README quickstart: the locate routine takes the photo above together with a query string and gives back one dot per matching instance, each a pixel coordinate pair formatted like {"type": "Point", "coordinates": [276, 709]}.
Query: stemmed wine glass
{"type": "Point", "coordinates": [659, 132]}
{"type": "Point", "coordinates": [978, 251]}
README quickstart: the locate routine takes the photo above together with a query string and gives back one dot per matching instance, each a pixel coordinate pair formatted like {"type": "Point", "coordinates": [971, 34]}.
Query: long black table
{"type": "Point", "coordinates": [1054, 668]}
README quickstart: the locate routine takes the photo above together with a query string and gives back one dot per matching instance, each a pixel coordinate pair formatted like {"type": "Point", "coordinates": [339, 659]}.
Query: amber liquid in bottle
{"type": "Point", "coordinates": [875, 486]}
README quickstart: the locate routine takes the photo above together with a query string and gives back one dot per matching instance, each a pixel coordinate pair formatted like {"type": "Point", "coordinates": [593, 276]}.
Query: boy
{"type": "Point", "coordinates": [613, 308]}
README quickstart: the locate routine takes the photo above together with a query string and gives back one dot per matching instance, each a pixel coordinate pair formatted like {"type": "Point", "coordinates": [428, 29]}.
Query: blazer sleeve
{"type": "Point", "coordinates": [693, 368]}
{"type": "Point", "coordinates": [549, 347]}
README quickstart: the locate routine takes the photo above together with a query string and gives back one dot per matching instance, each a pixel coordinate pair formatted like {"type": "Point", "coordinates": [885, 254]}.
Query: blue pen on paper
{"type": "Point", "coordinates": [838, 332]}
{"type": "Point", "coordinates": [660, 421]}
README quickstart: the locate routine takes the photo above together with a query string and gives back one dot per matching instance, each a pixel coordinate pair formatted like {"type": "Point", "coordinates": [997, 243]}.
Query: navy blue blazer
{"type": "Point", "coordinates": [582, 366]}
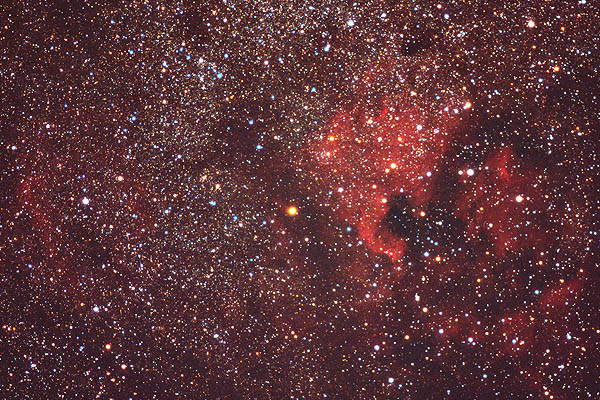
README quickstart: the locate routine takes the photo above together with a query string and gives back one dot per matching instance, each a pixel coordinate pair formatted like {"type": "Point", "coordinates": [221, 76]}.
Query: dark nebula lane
{"type": "Point", "coordinates": [295, 200]}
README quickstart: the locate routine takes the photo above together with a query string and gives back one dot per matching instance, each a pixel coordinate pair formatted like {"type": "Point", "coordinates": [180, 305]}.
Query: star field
{"type": "Point", "coordinates": [294, 200]}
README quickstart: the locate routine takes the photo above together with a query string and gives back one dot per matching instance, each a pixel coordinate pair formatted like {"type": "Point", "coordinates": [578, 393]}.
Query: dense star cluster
{"type": "Point", "coordinates": [285, 199]}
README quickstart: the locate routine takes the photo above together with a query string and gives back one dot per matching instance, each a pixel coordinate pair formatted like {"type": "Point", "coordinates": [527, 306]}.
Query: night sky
{"type": "Point", "coordinates": [267, 199]}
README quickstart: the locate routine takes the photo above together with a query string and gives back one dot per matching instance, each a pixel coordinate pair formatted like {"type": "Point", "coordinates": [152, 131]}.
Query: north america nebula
{"type": "Point", "coordinates": [294, 200]}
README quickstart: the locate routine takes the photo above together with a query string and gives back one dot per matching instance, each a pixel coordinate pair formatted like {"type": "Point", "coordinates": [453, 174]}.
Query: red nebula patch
{"type": "Point", "coordinates": [365, 159]}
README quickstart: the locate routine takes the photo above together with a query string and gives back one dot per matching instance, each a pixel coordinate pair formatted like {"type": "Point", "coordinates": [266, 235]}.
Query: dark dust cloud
{"type": "Point", "coordinates": [299, 200]}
┄┄┄┄┄┄┄┄┄┄
Written exercise: Print out the material word for word, omitting the pictures.

Response to the task:
README quickstart: the locate routine takes the photo above together with a query string and gives back one dot per matching instance, each a pixel coordinate pair formatted like {"type": "Point", "coordinates": [276, 709]}.
Query: stemmed wine glass
{"type": "Point", "coordinates": [659, 132]}
{"type": "Point", "coordinates": [978, 251]}
README quickstart: the locate routine takes the photo above together with a query string and gives back one dot per matching instance, each a pixel coordinate pair formatted like {"type": "Point", "coordinates": [971, 34]}.
Query: long black table
{"type": "Point", "coordinates": [1054, 668]}
README quickstart: the locate routine takes the photo above together with a query string and gives back one dot per matching instance, each a pixel coordinate pair formatted like {"type": "Point", "coordinates": [339, 659]}.
Query: amber liquid in bottle
{"type": "Point", "coordinates": [875, 486]}
README quickstart: the locate routine takes the photo above together with a query string and gives back one dot per matching instance, each a pixel coordinate pair formatted like {"type": "Point", "coordinates": [593, 276]}.
Query: boy
{"type": "Point", "coordinates": [613, 308]}
README quickstart: the locate routine takes the photo above together with a query string and gives back one dot per matching instance, each a pixel coordinate pair formatted like {"type": "Point", "coordinates": [428, 29]}.
Query: blazer sleeve
{"type": "Point", "coordinates": [693, 368]}
{"type": "Point", "coordinates": [549, 347]}
README quickstart: the locate routine takes the photo above together with a query string and gives back one dot per matching instance, each a pixel coordinate pair formatted like {"type": "Point", "coordinates": [885, 254]}.
Query: blue pen on paper
{"type": "Point", "coordinates": [838, 332]}
{"type": "Point", "coordinates": [660, 421]}
README quickstart: the locate routine takes the photo above together with a query string and gives back one dot per matching instance, each a pixel coordinate pair formatted like {"type": "Point", "coordinates": [997, 243]}.
Query: navy blue blazer
{"type": "Point", "coordinates": [582, 366]}
README quickstart: the locate routine takes the photo above together with a query string and gives back one dot per matching instance, each a pixel coordinate pair formatted like {"type": "Point", "coordinates": [221, 76]}.
Query: dark nebula lane
{"type": "Point", "coordinates": [295, 200]}
README quickstart: the locate routine takes the photo above together with a query string and gives back one dot per matching instance, each a pixel coordinate pair formatted like {"type": "Point", "coordinates": [180, 305]}.
Query: star field
{"type": "Point", "coordinates": [294, 200]}
README quickstart: the locate routine takes the photo above together with a query string and gives back one dot per matching instance, each a pixel coordinate pair formatted like {"type": "Point", "coordinates": [578, 393]}.
Query: dense star cluster
{"type": "Point", "coordinates": [285, 199]}
README quickstart: the locate routine takes the photo above together with a query string and gives back one dot per matching instance, each a pixel coordinate pair formatted like {"type": "Point", "coordinates": [527, 306]}.
Query: night sky
{"type": "Point", "coordinates": [267, 199]}
README quickstart: the locate routine takes the photo above together with a query string and gives back one dot per matching instance, each a pixel coordinate pair formatted like {"type": "Point", "coordinates": [152, 131]}.
Query: north america nebula
{"type": "Point", "coordinates": [294, 200]}
README quickstart: the locate routine takes the photo above together with a query string and gives back one dot per matching instance, each a pixel coordinate pair formatted like {"type": "Point", "coordinates": [453, 174]}.
Query: red nebula patch
{"type": "Point", "coordinates": [365, 159]}
README quickstart: the locate routine takes the photo above together with a query string and gives back one dot per matching instance, each a pixel coordinate pair formatted like {"type": "Point", "coordinates": [266, 235]}.
Query: dark dust cloud
{"type": "Point", "coordinates": [299, 200]}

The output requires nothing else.